---------- Extracted information ----------
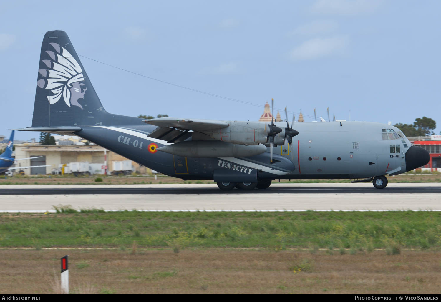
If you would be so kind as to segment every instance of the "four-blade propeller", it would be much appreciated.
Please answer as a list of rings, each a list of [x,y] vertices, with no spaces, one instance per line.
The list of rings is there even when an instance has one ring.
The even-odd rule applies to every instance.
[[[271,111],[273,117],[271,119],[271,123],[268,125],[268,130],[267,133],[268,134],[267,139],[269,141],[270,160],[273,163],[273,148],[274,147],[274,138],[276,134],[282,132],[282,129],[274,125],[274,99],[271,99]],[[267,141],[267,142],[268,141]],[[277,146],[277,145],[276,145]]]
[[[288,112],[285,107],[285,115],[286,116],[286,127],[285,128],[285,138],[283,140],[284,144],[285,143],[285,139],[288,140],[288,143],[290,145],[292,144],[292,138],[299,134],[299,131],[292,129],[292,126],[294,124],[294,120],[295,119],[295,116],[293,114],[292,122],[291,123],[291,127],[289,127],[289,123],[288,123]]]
----------
---------- Extracted information ----------
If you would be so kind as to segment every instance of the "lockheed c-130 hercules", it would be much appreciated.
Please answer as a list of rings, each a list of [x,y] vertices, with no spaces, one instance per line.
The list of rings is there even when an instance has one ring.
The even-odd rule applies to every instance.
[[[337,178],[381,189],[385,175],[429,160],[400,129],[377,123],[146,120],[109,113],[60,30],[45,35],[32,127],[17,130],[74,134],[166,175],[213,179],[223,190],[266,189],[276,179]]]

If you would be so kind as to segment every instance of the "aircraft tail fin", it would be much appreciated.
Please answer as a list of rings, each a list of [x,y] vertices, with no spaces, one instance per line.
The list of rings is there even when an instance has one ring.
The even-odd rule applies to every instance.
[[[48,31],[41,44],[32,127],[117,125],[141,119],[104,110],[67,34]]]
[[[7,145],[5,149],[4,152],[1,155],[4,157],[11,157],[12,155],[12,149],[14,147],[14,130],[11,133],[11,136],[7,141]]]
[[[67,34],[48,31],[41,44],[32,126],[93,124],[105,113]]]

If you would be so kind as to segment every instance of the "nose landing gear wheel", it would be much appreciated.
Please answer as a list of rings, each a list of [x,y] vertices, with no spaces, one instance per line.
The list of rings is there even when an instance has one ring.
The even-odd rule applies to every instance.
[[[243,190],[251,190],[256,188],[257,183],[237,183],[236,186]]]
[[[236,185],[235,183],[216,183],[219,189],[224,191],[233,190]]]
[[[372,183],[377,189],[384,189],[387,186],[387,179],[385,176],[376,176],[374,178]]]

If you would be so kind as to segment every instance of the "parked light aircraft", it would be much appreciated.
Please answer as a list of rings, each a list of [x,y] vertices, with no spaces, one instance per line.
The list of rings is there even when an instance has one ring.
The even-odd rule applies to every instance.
----------
How many lines of the material above contain the string "would", with case taken into account? Give only the number.

Expected answer: 5